[Assignment] From the line with "Can you find the side window?" through the final line, transcribe the material below character for character; include no other lines.

[Data under study]
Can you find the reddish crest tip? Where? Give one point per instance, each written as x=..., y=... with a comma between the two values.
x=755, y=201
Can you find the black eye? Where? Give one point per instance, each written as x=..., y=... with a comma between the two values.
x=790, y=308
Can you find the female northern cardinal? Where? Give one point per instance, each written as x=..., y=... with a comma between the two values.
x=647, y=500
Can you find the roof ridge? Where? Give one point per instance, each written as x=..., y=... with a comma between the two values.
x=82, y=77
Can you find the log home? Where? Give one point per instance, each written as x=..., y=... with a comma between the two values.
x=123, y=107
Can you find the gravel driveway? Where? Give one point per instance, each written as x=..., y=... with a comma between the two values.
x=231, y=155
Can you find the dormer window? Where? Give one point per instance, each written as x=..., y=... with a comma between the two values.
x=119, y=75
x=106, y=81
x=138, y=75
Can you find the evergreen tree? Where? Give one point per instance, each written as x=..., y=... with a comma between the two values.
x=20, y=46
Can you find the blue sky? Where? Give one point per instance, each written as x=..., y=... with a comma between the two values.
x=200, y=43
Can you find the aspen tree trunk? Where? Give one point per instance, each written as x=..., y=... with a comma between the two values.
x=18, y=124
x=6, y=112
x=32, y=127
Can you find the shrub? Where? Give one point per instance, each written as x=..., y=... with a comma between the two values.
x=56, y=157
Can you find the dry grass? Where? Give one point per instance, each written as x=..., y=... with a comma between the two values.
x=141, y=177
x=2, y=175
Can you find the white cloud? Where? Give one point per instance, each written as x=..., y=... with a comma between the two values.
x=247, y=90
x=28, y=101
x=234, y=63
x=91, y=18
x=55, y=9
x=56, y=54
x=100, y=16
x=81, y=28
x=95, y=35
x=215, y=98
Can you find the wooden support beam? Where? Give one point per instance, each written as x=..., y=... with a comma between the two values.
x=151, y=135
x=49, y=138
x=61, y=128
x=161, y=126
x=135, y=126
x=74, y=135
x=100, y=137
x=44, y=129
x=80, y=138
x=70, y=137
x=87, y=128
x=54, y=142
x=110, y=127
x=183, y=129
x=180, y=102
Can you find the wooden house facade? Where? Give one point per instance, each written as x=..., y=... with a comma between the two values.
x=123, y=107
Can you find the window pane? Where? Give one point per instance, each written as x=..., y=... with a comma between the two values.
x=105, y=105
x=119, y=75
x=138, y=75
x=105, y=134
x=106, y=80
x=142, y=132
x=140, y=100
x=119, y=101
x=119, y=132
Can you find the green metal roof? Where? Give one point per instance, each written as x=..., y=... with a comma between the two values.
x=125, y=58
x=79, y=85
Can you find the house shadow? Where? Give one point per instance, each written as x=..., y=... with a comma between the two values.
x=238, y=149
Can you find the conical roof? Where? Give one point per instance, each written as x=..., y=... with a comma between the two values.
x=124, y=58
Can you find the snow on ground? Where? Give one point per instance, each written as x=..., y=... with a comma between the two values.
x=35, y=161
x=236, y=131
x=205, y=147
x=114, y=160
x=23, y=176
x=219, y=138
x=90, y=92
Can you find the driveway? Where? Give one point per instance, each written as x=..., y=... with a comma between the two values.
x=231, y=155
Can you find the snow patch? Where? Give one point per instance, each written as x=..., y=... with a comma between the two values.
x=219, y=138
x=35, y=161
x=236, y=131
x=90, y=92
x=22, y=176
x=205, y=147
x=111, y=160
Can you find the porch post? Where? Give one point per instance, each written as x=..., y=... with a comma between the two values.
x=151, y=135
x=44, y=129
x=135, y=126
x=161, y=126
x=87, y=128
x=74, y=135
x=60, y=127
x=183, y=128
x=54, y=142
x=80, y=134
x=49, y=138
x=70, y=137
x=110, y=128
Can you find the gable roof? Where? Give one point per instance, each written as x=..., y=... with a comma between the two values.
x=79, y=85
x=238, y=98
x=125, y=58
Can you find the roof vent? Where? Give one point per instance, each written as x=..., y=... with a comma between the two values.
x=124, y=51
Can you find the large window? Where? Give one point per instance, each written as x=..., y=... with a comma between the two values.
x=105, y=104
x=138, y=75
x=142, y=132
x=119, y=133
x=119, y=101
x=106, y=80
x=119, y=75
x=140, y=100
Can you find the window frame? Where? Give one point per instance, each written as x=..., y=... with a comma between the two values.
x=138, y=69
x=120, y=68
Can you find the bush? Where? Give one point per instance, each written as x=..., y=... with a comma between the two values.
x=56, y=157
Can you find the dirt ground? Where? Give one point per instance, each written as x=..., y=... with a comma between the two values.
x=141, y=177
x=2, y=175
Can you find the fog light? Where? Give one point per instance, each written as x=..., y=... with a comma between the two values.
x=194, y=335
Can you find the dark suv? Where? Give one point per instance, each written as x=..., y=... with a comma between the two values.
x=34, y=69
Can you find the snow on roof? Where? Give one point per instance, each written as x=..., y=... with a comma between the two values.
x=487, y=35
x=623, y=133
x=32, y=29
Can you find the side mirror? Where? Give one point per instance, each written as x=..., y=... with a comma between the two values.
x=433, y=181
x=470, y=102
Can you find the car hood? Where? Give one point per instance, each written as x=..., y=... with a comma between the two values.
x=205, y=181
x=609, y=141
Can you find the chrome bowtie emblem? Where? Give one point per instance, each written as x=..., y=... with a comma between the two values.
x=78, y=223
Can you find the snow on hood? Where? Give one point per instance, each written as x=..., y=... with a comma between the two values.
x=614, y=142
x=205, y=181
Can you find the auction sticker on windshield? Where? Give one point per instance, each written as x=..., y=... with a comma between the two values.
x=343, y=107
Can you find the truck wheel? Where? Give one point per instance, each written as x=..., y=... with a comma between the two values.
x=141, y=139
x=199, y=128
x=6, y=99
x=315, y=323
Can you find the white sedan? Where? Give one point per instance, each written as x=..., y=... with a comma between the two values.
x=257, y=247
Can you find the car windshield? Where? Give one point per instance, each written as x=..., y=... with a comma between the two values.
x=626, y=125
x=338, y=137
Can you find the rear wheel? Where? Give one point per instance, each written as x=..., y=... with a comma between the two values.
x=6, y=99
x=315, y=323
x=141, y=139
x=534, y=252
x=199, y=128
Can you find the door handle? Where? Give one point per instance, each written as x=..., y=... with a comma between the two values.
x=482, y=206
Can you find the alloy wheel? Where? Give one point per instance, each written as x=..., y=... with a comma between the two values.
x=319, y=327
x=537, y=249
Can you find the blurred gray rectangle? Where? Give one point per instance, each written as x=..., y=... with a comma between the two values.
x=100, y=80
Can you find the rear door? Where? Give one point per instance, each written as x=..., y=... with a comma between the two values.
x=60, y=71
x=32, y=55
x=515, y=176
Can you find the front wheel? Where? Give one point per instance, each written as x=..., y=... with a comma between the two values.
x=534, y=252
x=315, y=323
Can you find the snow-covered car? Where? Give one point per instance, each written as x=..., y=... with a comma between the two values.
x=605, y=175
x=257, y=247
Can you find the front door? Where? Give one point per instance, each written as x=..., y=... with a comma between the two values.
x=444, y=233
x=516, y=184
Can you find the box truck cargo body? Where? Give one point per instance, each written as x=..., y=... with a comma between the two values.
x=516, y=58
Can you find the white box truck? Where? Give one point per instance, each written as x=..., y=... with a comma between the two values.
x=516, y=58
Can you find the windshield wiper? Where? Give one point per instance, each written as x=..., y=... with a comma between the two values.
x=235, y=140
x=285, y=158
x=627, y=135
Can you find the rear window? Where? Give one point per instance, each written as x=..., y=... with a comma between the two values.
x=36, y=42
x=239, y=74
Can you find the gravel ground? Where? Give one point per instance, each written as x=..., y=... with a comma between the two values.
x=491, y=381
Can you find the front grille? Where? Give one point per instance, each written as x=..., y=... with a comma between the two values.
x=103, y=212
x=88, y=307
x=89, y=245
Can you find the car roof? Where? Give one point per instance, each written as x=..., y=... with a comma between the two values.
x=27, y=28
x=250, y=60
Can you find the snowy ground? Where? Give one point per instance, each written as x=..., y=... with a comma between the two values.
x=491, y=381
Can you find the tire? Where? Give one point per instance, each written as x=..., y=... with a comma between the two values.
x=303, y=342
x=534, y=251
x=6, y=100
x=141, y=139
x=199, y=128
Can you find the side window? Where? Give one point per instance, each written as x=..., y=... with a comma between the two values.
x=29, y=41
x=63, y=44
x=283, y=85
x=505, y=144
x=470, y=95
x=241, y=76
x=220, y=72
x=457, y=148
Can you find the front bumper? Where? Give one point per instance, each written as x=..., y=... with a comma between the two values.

[Result for this task]
Can you find the side window? Where? Give one point per instance, each written as x=..., y=... with a comma between the two values.
x=29, y=41
x=63, y=44
x=283, y=85
x=505, y=144
x=470, y=95
x=241, y=76
x=220, y=72
x=457, y=148
Can you find the front bumper? Where? Give one point per instance, each written as x=..., y=... with a comma between the two values.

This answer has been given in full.